● SOURCE EXCERPT:
# Ticking Sound from CPU.



## summers (Sep 8, 2014)

Hi Guys,

There's a strange kind of ticking sound coming out from my CPU. When the computer is started there is no sound at all, but after approx 10 mins this ticking sound starts coming from inside the PSU. My PC is just 2 months old.

Ive a Seasonic 620 Watts PSU.

Any ideas what it could be..?
Is it something to be worried about.


----------



## rijinpk1 (Sep 8, 2014)

is the cpu fan running properly? or any obstacles causing it to run improperly.


----------



## summers (Sep 8, 2014)

The CPU fan is running properly without any obstacles. I cross checked it by opening the side panel. The sound seems to come from the PSU.


----------



## rijinpk1 (Sep 9, 2014)

do you use use any ups or ups+surge protector together? try without  a ups for few minutes.


----------



## harshilsharma63 (Sep 10, 2014)

Try re-screwing the side panel bolts. You can also open the side panel when the noise starts and localize the noise by careful listening. BT by CPU do you mean the actual CPU or the cabinet?


----------



## summers (Sep 15, 2014)

I opened the side panel and checked. The noise is certainly coming from within the PSU. I dont have any idea what it could be. Tried all, but of no use.


----------



## amjath (Sep 15, 2014)

Do you use GPU?? Disconnect GPU powersupply and try with on-board GPU.

- - - Updated - - -

revert back


----------



## The Sorcerer (Sep 16, 2014)

● GIVEN DATA:
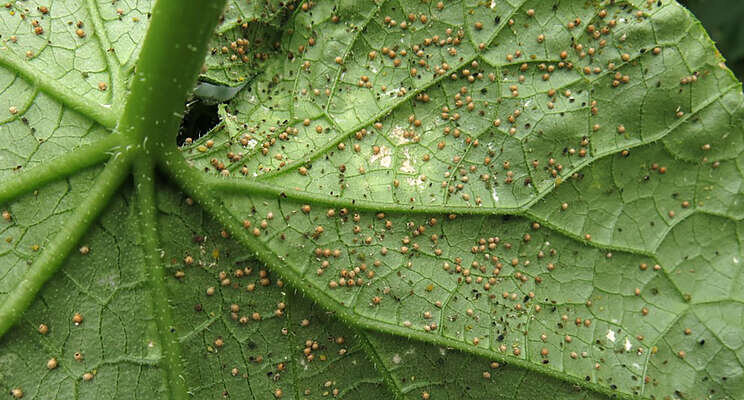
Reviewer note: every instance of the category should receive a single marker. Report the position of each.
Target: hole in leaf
(199, 118)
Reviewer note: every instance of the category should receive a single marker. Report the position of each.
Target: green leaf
(406, 199)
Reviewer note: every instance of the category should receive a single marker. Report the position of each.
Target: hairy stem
(170, 60)
(154, 271)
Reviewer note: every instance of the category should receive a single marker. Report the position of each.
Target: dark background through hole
(721, 18)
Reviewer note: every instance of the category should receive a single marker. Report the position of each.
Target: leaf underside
(405, 199)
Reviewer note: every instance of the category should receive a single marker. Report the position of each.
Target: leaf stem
(170, 60)
(172, 362)
(61, 167)
(55, 253)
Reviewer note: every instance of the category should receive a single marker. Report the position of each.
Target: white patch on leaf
(385, 157)
(398, 134)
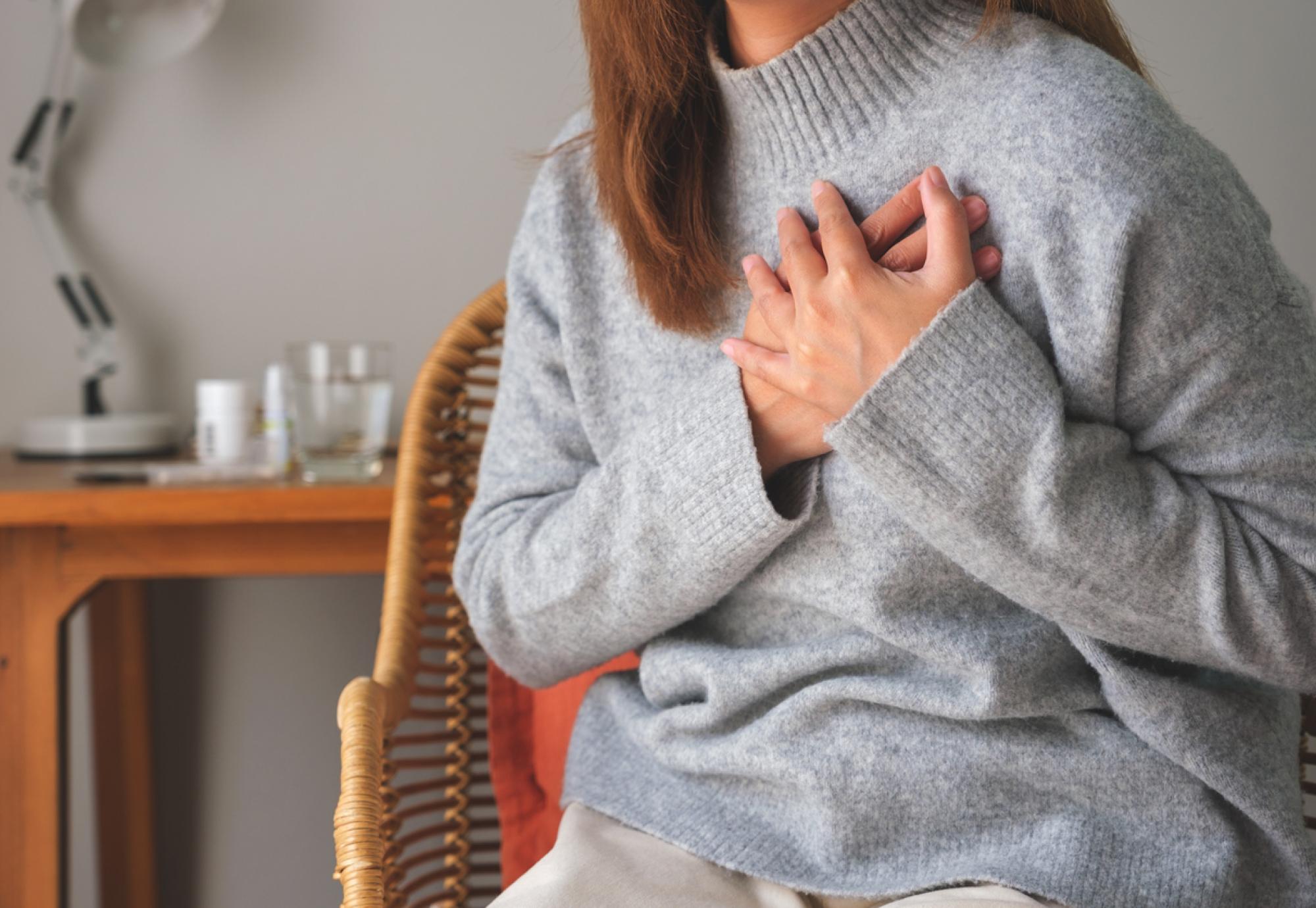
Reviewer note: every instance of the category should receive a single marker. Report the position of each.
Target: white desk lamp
(115, 35)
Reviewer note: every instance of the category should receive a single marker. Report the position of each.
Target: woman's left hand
(847, 319)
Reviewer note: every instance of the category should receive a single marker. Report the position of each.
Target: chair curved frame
(402, 840)
(398, 844)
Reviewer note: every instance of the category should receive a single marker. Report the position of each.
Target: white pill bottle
(223, 420)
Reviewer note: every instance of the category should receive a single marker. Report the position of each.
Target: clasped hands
(844, 306)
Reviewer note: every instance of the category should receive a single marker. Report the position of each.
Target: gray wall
(339, 169)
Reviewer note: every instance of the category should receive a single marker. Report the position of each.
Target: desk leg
(35, 598)
(126, 824)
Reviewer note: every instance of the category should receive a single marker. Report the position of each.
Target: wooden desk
(63, 543)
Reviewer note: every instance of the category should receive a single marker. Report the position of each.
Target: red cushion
(530, 732)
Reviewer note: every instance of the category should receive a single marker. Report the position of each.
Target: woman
(948, 588)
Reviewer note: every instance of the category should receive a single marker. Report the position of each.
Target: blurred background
(334, 169)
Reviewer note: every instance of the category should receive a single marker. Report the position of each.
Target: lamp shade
(132, 35)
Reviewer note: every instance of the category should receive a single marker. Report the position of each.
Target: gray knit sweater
(1042, 615)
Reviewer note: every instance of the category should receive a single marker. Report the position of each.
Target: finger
(949, 255)
(843, 243)
(801, 263)
(772, 299)
(911, 253)
(761, 363)
(988, 263)
(884, 227)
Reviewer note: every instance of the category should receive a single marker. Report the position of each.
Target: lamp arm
(34, 160)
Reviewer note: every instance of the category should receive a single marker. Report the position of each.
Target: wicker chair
(410, 830)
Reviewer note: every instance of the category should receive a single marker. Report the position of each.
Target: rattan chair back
(417, 823)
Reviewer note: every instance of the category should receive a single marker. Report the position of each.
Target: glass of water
(342, 397)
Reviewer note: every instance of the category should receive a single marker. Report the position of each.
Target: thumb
(949, 255)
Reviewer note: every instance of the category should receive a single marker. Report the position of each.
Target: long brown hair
(659, 127)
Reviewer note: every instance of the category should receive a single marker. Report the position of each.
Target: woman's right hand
(789, 430)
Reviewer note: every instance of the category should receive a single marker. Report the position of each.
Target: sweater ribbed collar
(839, 82)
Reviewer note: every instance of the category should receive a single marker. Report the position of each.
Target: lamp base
(110, 435)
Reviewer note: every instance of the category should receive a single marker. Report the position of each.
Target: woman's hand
(846, 318)
(789, 430)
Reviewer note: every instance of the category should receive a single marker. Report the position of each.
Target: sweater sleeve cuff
(709, 468)
(968, 395)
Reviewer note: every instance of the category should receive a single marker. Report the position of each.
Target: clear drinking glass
(342, 397)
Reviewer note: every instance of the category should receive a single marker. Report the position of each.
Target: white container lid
(276, 390)
(222, 394)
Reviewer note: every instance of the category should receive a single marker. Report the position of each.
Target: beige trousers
(598, 863)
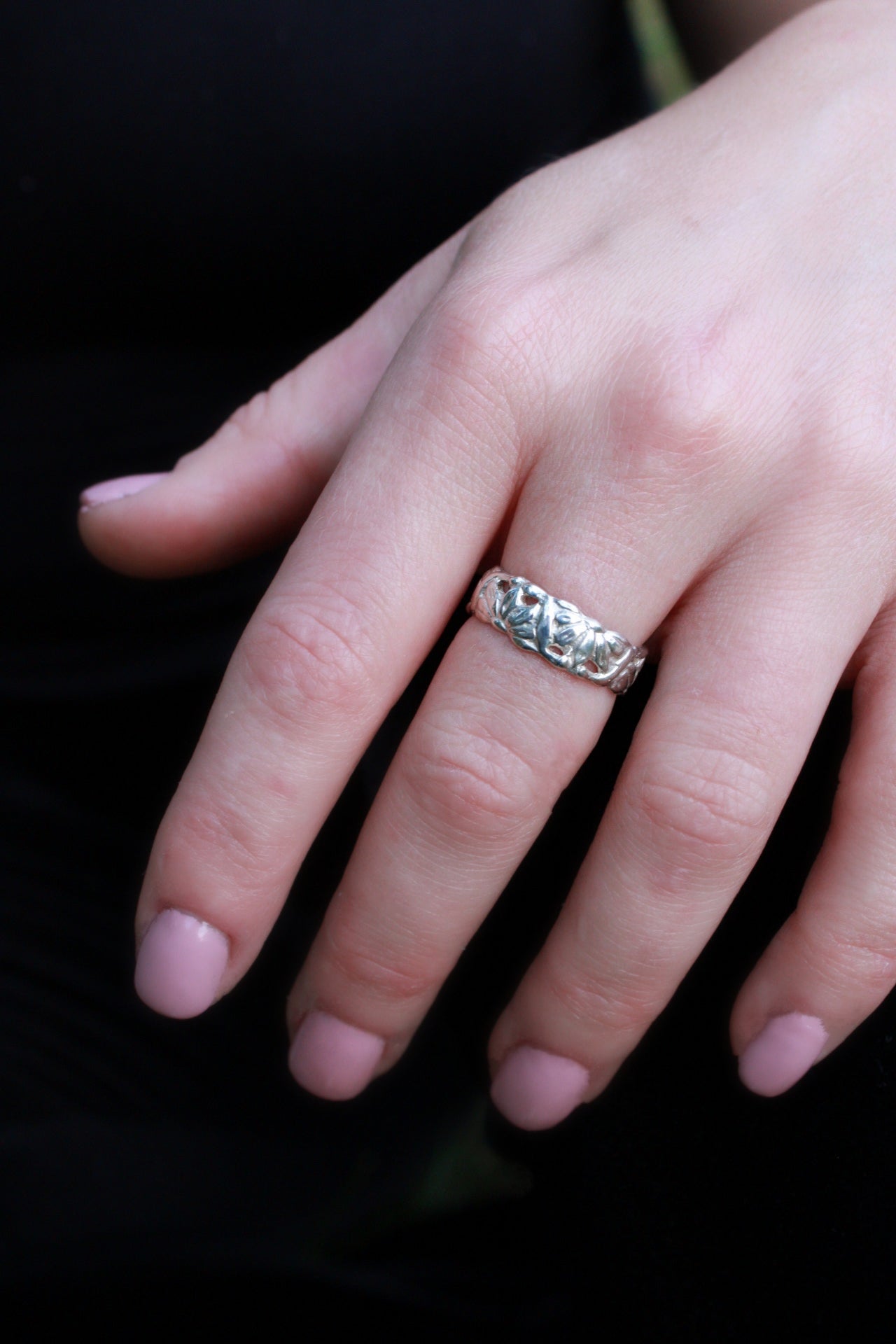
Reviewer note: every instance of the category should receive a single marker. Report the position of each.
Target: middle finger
(498, 736)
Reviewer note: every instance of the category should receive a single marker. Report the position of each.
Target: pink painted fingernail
(181, 964)
(104, 492)
(535, 1091)
(333, 1059)
(782, 1053)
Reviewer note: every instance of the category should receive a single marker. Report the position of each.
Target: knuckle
(621, 1007)
(675, 400)
(704, 799)
(214, 835)
(481, 343)
(470, 783)
(368, 965)
(862, 953)
(314, 651)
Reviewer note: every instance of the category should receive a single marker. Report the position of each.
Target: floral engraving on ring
(556, 629)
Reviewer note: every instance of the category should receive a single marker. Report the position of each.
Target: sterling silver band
(555, 629)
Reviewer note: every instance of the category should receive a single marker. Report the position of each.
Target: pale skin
(657, 378)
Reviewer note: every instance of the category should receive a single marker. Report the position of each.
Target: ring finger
(496, 739)
(745, 680)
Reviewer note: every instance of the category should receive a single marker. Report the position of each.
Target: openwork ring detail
(558, 631)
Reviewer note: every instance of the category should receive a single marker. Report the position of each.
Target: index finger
(359, 601)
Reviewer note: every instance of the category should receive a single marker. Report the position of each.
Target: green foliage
(665, 67)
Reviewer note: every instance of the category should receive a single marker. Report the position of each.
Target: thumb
(253, 483)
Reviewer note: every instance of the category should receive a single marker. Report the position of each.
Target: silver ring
(558, 631)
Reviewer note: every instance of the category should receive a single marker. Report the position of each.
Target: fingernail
(104, 492)
(535, 1091)
(782, 1053)
(181, 964)
(332, 1059)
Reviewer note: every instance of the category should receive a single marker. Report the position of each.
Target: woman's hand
(656, 378)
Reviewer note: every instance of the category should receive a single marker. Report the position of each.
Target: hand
(657, 379)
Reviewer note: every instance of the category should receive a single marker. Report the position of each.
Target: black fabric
(195, 195)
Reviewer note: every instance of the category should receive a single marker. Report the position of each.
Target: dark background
(192, 198)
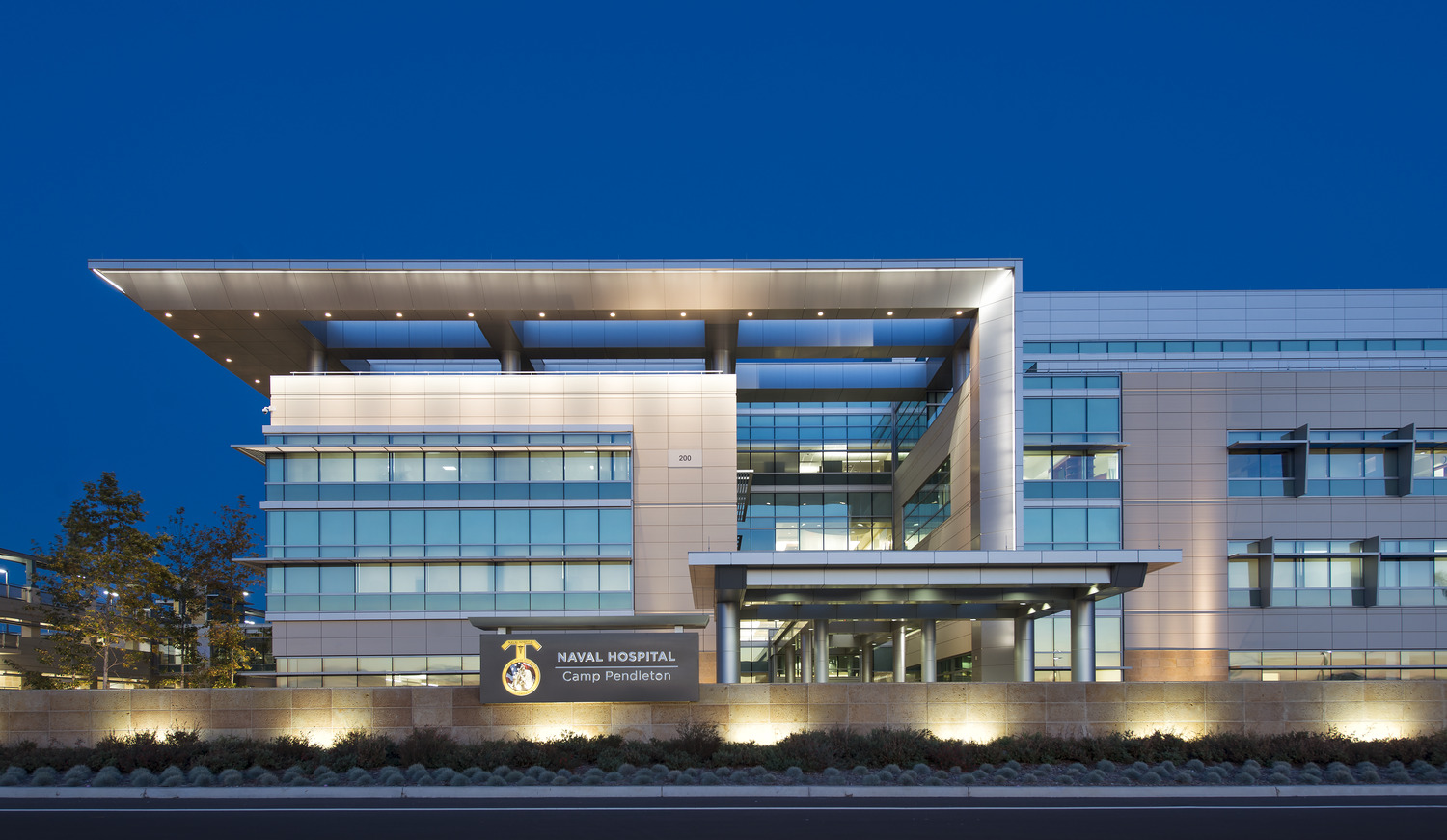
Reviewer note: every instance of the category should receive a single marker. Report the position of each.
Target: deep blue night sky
(1107, 145)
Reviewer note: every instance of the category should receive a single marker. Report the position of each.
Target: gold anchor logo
(521, 675)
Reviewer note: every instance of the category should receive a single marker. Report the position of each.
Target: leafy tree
(103, 571)
(207, 594)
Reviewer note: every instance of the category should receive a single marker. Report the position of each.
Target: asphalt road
(741, 819)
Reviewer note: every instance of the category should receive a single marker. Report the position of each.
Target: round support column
(1024, 649)
(821, 649)
(926, 664)
(726, 629)
(1082, 640)
(899, 651)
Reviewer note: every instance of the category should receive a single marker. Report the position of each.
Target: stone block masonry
(750, 712)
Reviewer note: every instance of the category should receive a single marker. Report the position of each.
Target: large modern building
(854, 470)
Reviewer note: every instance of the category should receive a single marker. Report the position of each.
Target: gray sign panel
(589, 666)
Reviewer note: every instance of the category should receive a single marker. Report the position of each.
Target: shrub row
(1013, 773)
(702, 746)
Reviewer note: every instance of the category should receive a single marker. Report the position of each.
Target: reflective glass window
(373, 579)
(336, 467)
(408, 467)
(440, 466)
(511, 466)
(475, 466)
(408, 577)
(546, 467)
(372, 467)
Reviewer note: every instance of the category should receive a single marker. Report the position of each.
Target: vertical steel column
(926, 663)
(1024, 649)
(1082, 640)
(899, 651)
(726, 628)
(821, 649)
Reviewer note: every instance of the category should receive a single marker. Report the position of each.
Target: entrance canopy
(914, 584)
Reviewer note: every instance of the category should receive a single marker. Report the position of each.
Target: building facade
(860, 472)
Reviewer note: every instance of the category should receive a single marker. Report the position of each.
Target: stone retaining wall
(755, 712)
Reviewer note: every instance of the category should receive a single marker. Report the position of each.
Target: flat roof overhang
(640, 622)
(248, 314)
(915, 584)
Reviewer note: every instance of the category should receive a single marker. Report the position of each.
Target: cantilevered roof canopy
(914, 584)
(252, 317)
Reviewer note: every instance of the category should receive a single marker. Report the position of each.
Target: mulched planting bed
(1010, 773)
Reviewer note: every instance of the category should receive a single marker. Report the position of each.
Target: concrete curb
(729, 793)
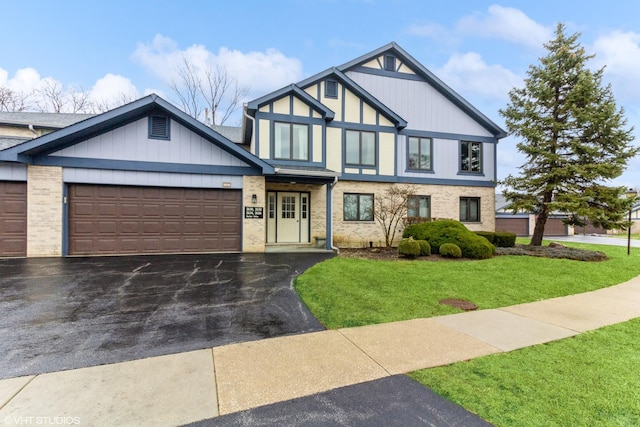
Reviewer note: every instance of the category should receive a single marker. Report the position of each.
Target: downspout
(253, 125)
(35, 134)
(330, 241)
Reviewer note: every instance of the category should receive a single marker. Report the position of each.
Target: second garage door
(106, 220)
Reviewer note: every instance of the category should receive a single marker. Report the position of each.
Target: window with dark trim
(471, 156)
(360, 148)
(419, 151)
(159, 127)
(291, 141)
(331, 89)
(419, 206)
(470, 209)
(389, 63)
(358, 207)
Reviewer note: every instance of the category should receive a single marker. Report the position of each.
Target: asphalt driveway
(65, 313)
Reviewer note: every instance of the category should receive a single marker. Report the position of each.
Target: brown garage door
(126, 220)
(519, 226)
(13, 218)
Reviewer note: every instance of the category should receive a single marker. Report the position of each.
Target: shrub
(450, 250)
(409, 248)
(425, 247)
(475, 247)
(489, 235)
(505, 239)
(444, 231)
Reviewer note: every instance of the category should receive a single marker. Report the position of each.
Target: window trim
(166, 136)
(328, 94)
(467, 213)
(480, 160)
(419, 196)
(291, 158)
(419, 169)
(358, 213)
(375, 148)
(389, 63)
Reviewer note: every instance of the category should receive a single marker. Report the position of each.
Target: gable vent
(159, 127)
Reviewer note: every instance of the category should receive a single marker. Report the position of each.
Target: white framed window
(471, 157)
(469, 209)
(358, 207)
(389, 62)
(331, 88)
(419, 152)
(419, 206)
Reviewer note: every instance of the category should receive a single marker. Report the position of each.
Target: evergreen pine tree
(574, 138)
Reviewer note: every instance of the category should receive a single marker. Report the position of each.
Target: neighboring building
(523, 223)
(307, 166)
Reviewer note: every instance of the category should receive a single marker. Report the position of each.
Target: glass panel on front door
(288, 207)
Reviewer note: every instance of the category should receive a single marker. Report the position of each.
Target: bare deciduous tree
(390, 208)
(210, 94)
(53, 97)
(12, 101)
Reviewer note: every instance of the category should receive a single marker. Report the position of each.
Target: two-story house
(310, 162)
(340, 138)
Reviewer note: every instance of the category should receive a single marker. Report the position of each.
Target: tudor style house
(307, 167)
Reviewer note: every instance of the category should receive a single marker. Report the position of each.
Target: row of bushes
(500, 239)
(438, 233)
(413, 248)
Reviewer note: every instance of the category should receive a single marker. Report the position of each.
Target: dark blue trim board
(77, 162)
(414, 180)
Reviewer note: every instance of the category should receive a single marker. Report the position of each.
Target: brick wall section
(44, 211)
(445, 203)
(253, 229)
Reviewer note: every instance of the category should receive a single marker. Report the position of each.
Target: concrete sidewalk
(187, 387)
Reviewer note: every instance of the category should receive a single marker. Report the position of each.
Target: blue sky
(481, 49)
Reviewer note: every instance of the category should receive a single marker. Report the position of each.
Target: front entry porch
(288, 217)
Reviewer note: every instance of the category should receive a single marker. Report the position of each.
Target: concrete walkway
(187, 387)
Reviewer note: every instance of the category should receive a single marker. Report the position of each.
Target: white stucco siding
(131, 143)
(419, 104)
(13, 172)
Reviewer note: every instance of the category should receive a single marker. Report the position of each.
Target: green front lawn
(345, 292)
(592, 379)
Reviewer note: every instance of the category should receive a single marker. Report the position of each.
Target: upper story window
(159, 127)
(470, 209)
(291, 141)
(360, 148)
(389, 62)
(471, 157)
(419, 151)
(331, 89)
(419, 206)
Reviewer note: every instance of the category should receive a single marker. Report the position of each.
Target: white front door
(288, 217)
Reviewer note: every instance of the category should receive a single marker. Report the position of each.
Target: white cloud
(619, 51)
(25, 80)
(470, 73)
(435, 32)
(112, 89)
(506, 23)
(262, 71)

● SHORT EXERCISE A:
List each line of the entries that contains the string "tree".
● SHORT EXERCISE B:
Write the next part of the forum thread about the ticking sound from the power supply, picking up after its final line.
The forum thread and the entries were drawn from unrelated sources.

● TASK RESPONSE A:
Target: leafy tree
Target: evergreen pine tree
Target: bare deciduous tree

● TASK RESPONSE B:
Is the sound coming out like this: *www.youtube.com/watch?v=cVkmLoGrOQk

To be honest, save yourself the trouble and RMA the power supply. If you can, remove the psu from the system, do this, and see if you get the same sound. Try putting the psu with the fan facing on the top. 

Regardless, there's no harm in RMAing the unit. You save the long term problem.


----------



## summers (Sep 22, 2014)

Absolutely matches the sound as in youtube video, but but little low in frequency. Any idea what could be causing this sound... ?


----------



## The Sorcerer (Sep 22, 2014)

summers said:


> Absolutely matches the sound as in youtube video, but but little low in frequency. Any idea what could be causing this sound... ?


That usually comes when some wire is touching the fans while spinning. You can try this to be sure.


The Sorcerer said:


> If you can, remove the psu from the system, do this, and see if you get the same sound.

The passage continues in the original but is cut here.